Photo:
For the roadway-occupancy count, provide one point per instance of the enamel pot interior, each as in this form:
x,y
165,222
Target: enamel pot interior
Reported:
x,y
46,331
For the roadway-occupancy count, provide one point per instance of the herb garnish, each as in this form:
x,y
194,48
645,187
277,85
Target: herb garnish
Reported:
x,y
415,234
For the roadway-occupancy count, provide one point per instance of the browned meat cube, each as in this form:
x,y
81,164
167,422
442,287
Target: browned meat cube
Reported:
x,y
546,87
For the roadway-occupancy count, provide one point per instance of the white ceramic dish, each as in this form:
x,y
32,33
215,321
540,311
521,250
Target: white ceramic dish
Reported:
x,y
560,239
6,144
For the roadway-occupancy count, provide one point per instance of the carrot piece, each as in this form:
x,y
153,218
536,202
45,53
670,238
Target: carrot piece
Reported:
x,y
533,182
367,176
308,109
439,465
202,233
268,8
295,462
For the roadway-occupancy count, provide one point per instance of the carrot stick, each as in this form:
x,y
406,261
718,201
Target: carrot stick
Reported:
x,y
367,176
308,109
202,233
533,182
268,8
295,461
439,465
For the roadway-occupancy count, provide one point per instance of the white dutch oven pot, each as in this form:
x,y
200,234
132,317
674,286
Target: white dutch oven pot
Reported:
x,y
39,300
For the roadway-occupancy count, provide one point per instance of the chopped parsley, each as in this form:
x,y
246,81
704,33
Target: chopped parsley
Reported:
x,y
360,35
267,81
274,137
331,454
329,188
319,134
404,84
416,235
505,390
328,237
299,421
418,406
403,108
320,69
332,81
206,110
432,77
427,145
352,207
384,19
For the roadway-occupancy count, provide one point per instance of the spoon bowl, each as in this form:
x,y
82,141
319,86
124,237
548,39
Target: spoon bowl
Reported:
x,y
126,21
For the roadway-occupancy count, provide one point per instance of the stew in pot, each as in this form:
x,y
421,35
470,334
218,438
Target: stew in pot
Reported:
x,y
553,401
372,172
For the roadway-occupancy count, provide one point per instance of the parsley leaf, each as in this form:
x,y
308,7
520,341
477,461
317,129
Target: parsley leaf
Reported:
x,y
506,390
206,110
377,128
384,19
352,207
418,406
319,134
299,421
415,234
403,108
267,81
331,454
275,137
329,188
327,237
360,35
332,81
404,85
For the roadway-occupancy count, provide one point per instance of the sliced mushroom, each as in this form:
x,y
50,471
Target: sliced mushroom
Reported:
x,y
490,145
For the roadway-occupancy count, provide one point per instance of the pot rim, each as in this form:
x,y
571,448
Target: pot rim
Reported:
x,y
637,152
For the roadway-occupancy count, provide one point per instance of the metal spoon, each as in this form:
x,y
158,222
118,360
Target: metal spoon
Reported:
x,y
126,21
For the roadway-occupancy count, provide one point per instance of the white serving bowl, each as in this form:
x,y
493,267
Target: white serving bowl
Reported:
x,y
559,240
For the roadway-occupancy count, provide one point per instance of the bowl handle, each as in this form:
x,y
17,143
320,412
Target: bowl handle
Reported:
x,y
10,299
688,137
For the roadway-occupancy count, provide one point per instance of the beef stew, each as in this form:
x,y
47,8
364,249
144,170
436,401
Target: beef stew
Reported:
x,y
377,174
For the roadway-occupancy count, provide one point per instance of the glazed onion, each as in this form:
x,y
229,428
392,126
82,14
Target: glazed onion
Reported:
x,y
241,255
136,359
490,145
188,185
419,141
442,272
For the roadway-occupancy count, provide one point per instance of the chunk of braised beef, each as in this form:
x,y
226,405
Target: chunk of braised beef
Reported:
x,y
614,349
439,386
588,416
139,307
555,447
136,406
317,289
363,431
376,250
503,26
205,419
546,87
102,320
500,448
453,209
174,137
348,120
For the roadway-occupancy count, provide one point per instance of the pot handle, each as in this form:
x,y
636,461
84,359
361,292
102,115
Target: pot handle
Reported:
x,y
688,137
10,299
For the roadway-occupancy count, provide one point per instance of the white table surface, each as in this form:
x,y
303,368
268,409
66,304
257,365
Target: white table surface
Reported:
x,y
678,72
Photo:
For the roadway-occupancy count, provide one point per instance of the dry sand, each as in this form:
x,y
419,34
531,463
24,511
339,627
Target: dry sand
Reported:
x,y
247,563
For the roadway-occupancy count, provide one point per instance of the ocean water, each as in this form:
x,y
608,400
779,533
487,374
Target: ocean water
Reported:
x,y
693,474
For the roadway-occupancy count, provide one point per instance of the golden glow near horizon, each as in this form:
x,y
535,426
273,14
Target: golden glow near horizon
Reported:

============================================================

- [What to work on]
Return the whole listing exactly.

- [Answer to this exercise]
Photo:
For the roadway-occupancy count, provide one point per instance of the enamel pot interior, each as in this form:
x,y
165,222
Target: enamel pot interior
Reported:
x,y
46,331
For the roadway-occupancy count, provide one point per instance of the herb garnish, each as in this form:
x,y
194,48
645,187
277,85
Target: herb garnish
Reported:
x,y
415,234
For the roadway-occupancy count, provide one point per instance of the browned meat cube, each as in this form:
x,y
81,164
167,422
442,287
Target: browned meat cube
Reported:
x,y
546,87
For the roadway-occupancy count, provide one point per instance of the white ceramic dish, each as in this form:
x,y
32,33
215,321
540,311
521,250
Target: white ceramic dish
Reported:
x,y
560,239
6,144
For the roadway-occupancy count, provide one point per instance of the carrot piece, each as in this form:
x,y
153,218
536,202
45,53
670,238
Target: carrot piece
Reported:
x,y
533,182
367,176
308,109
439,465
202,233
268,8
295,462
For the roadway-occupancy count, provide one point per instance of the carrot stick, each as in this form:
x,y
406,261
718,201
Target: carrot stick
Reported:
x,y
367,176
308,109
202,233
533,182
268,8
295,461
439,465
For the roadway-occupancy count, provide one point per instance of the white dutch oven pot, each as in this form:
x,y
200,234
132,317
674,286
Target: white dutch oven pot
Reported:
x,y
39,300
For the roadway-occupancy count, provide one point per instance of the chopped parsley, each as in this form:
x,y
246,81
704,33
Target: chopped parsley
Reported:
x,y
360,35
267,81
274,137
331,454
329,188
319,134
404,84
416,235
505,390
328,237
299,421
418,406
403,108
320,69
332,81
206,110
432,77
427,145
352,207
384,19
For the roadway-occupancy count, provide one point per instance of the spoon bowl, each as in this form:
x,y
82,141
319,86
124,237
548,39
Target: spoon bowl
Reported:
x,y
126,21
For the roadway-occupancy count, provide one point per instance of the stew in pot, each as in this form:
x,y
421,35
470,334
218,438
Target: stew in pot
Reported:
x,y
553,401
372,172
For the roadway-occupancy count, provide one point per instance of the parsley leaf, each as in this form:
x,y
308,7
520,341
477,461
317,129
Target: parsley leaf
Reported:
x,y
506,390
206,110
377,128
384,19
352,207
418,406
319,134
299,421
415,234
403,108
267,81
331,454
275,137
329,188
327,237
360,35
332,81
404,85
For the roadway-occupancy count, provide one point per instance of the sliced mushroom, each as in this form:
x,y
50,471
Target: sliced mushroom
Reported:
x,y
490,145
For the roadway-occupancy count, provide one point per instance of the pot rim, each as in this form:
x,y
571,448
Target: pot rim
Reported:
x,y
637,152
For the roadway-occupancy count, provide one point per instance of the metal spoon, each as in this form:
x,y
158,222
118,360
Target: metal spoon
Reported:
x,y
126,21
For the roadway-occupancy count, provide one point per instance of the white serving bowl, each as in this form:
x,y
493,267
Target: white serving bowl
Reported:
x,y
559,240
For the roadway-occupancy count, provide one point per instance of the bowl handle, each as in this form:
x,y
17,143
320,412
Target: bowl handle
Reported:
x,y
10,299
688,137
For the roadway-occupancy count, provide one point per instance of the beef stew, each as in this form:
x,y
47,8
364,249
144,170
436,401
Target: beef stew
Reported:
x,y
377,174
For the roadway-occupancy count, provide one point per instance of the glazed onion, each as in this form:
x,y
229,428
392,126
82,14
Target: glazed onion
Reported:
x,y
241,255
136,359
490,145
188,185
419,141
442,272
For the roadway-occupancy count, provide one point per instance of the chunk of braised beef, each as in this form:
x,y
226,405
Target: chunk of braised beef
Reported:
x,y
614,349
439,386
588,416
139,307
555,447
136,406
317,289
363,431
376,250
503,26
205,419
546,87
102,320
500,448
453,209
174,137
348,120
For the roadway-occupancy count, provide one point per instance of the pot handle, each as in this form:
x,y
636,461
84,359
361,292
102,115
Target: pot handle
Reported:
x,y
688,137
10,299
For the roadway-occupancy count, provide one point per instance of the white table surface, each as in this form:
x,y
303,368
268,409
66,304
257,365
Target: white table surface
Reported:
x,y
678,72
Photo:
For the roadway-occupancy count, provide one point per instance of the dry sand, each as in this form:
x,y
419,34
531,463
24,511
339,627
Target: dry sand
Reported:
x,y
247,563
For the roadway-occupancy count, provide one point per instance of the ocean water, each as in this form:
x,y
608,400
779,533
487,374
Target: ocean water
Reported:
x,y
693,474
For the roadway-occupancy count, provide one point per instance of the golden glow near horizon, each as in this form:
x,y
535,426
273,14
Target: golden glow near horizon
Reported:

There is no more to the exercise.